Aim of the task |
Return every line of the rows below that contains the string "forest", each copied in full.

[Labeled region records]
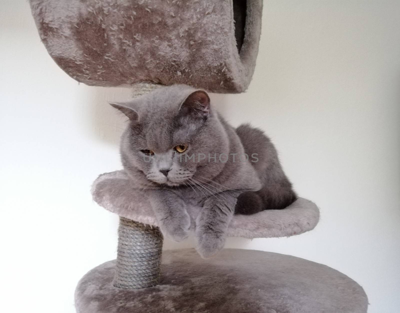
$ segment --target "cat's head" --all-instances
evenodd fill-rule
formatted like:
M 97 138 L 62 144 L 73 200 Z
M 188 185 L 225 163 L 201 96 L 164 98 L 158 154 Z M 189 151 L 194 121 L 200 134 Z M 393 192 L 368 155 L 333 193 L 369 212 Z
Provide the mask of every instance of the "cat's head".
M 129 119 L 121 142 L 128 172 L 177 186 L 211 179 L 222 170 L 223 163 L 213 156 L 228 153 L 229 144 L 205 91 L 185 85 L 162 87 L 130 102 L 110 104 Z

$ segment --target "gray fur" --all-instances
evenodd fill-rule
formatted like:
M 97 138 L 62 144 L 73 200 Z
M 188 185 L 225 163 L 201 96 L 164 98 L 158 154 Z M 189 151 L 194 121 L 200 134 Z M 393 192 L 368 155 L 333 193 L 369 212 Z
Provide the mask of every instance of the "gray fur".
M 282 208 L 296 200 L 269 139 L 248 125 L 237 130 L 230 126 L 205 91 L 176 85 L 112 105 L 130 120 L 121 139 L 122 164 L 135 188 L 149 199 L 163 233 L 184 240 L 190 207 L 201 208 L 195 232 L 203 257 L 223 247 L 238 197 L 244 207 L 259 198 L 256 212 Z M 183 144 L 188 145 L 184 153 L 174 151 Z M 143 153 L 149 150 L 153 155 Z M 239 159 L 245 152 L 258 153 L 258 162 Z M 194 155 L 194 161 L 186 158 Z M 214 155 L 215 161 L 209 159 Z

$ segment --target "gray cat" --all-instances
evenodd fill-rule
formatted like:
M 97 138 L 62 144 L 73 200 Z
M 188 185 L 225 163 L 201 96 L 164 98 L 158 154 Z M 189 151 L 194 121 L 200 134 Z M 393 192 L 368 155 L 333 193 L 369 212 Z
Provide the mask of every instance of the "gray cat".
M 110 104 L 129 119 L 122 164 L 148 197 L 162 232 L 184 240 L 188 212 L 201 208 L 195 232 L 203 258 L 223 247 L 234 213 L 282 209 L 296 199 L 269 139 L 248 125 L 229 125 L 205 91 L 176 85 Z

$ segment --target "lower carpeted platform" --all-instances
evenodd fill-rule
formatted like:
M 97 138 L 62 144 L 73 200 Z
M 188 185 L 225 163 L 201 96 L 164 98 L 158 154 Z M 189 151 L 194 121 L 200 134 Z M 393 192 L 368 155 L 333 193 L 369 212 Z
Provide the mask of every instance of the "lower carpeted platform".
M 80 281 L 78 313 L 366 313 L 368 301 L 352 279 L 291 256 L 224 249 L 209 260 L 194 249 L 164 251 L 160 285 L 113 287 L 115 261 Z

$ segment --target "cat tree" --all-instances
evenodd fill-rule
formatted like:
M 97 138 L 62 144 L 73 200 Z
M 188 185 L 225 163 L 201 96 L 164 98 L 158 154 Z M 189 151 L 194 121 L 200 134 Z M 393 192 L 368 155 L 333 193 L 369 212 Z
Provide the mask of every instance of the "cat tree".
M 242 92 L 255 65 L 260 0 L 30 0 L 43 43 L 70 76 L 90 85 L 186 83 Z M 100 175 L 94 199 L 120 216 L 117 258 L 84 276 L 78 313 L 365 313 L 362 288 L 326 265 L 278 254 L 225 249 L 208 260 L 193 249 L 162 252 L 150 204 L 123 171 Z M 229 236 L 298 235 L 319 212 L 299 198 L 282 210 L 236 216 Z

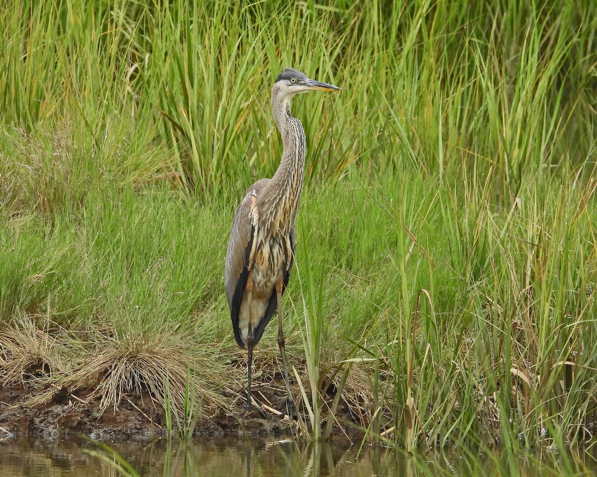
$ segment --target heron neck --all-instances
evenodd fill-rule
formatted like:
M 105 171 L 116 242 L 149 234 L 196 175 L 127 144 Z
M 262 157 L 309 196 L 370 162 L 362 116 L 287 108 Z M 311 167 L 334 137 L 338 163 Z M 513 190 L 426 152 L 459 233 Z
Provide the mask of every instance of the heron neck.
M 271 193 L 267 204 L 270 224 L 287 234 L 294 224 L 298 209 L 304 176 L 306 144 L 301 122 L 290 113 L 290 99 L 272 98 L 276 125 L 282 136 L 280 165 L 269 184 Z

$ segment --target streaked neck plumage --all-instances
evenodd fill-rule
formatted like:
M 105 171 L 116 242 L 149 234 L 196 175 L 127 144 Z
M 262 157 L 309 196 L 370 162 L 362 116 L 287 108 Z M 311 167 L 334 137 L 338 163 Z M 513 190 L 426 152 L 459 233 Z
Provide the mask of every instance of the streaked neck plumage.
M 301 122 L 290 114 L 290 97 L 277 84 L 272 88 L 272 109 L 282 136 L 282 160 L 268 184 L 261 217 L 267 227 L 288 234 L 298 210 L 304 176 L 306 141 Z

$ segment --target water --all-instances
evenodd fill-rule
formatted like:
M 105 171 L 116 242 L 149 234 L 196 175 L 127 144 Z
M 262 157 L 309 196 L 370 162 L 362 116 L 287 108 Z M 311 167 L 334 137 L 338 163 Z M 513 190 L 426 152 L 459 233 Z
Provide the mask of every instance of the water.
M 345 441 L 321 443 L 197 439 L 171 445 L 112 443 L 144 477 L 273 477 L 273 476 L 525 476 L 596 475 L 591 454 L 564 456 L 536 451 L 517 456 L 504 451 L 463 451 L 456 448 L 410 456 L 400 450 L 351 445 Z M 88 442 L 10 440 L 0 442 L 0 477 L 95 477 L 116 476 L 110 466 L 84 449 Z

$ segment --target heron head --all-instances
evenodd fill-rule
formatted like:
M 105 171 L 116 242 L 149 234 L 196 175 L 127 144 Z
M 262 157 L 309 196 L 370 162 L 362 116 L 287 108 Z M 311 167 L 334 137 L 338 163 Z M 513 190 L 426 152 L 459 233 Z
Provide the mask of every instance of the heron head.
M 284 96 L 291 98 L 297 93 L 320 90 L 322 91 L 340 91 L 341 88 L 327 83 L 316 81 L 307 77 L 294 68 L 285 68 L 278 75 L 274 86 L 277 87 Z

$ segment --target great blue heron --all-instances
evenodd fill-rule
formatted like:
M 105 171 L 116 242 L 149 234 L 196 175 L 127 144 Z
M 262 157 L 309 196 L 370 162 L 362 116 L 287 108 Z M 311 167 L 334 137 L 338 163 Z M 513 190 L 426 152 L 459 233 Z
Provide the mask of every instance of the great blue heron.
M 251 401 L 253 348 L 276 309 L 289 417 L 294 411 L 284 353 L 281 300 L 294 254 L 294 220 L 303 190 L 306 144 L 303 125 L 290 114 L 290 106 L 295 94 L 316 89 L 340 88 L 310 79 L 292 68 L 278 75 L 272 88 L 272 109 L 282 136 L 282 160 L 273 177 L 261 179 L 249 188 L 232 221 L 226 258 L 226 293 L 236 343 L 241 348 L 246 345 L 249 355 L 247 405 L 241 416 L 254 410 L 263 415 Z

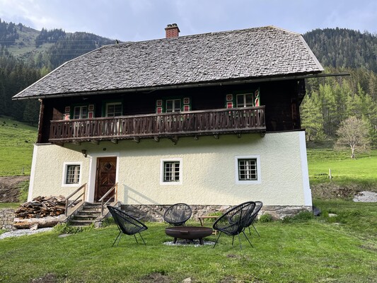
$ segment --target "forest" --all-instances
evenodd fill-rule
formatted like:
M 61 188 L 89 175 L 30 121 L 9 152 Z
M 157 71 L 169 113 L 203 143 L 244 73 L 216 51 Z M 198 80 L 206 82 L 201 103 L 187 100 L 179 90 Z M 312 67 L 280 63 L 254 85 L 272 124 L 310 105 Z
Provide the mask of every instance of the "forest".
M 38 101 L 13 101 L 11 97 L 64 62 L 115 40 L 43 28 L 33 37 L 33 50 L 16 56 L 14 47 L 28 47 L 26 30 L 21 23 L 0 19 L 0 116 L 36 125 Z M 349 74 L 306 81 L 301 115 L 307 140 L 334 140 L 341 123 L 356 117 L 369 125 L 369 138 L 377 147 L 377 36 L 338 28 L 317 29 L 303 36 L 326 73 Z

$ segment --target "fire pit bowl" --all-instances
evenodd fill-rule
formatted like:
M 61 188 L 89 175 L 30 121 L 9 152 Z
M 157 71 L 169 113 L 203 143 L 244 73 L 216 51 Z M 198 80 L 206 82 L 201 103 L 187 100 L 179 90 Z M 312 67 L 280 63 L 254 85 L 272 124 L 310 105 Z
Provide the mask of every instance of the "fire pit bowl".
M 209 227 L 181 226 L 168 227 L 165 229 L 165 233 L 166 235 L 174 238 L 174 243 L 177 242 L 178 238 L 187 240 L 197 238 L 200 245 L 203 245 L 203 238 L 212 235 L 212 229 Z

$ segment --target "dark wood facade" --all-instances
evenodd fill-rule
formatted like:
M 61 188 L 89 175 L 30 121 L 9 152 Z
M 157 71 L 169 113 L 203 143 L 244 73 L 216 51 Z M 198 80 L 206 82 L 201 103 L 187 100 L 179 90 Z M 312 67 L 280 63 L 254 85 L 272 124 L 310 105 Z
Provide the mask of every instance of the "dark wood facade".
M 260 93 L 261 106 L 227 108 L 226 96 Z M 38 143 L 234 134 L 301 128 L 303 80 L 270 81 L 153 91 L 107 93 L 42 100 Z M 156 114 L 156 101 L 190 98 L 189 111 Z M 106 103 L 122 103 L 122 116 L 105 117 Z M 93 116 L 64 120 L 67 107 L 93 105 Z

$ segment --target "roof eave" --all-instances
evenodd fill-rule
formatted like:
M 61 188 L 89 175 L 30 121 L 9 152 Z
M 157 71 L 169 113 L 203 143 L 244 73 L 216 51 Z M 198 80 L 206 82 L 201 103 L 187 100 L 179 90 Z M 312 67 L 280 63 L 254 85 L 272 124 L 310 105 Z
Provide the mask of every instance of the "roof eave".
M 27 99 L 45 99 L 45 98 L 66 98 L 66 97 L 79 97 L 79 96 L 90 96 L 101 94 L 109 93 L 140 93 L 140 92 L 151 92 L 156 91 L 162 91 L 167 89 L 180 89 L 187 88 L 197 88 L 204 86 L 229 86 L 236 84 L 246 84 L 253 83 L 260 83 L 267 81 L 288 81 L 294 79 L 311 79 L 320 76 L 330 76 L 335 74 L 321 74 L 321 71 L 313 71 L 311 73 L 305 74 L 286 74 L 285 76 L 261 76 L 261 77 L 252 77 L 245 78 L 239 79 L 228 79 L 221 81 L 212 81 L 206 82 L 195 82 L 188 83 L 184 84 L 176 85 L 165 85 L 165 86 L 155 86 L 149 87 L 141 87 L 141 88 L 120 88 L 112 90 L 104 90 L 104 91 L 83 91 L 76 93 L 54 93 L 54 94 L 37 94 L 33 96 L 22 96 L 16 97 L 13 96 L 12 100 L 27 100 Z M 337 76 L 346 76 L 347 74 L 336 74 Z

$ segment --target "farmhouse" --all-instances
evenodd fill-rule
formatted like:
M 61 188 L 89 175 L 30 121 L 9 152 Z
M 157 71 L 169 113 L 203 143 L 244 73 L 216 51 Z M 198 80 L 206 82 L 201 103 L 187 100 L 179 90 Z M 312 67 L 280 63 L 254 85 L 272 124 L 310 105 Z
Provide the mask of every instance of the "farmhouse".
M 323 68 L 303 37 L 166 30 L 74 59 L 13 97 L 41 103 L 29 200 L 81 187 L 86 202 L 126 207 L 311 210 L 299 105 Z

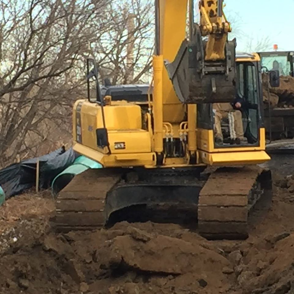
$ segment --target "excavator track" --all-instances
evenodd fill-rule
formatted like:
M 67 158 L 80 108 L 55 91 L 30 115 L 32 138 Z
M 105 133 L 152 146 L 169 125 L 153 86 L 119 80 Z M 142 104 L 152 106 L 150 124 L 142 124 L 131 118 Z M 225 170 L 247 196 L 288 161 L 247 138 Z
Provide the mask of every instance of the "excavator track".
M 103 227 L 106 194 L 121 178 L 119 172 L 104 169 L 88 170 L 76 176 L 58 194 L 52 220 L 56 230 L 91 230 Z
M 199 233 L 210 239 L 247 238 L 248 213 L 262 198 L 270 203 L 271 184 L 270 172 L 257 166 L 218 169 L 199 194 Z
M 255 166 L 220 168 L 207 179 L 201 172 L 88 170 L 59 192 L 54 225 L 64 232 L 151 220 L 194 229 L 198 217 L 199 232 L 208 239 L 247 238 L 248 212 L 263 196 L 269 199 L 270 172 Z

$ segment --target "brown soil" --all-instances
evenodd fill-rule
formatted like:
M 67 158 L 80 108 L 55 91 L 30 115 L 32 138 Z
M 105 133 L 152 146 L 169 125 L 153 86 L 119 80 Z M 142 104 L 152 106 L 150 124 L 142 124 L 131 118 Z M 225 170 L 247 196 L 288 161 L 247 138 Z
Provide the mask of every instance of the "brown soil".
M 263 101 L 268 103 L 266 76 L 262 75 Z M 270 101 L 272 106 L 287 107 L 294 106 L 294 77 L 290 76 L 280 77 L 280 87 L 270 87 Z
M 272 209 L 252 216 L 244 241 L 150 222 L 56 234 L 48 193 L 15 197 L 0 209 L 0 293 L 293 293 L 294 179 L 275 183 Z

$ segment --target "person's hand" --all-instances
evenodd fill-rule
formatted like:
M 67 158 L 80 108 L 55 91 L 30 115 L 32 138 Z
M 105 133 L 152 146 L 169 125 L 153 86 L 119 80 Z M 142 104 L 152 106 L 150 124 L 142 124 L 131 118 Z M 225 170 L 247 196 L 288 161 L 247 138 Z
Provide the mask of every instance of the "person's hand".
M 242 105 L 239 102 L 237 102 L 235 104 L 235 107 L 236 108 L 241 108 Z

Final result |
$ segment --target "forest" --all-instances
Provide the mask of every instance of the "forest".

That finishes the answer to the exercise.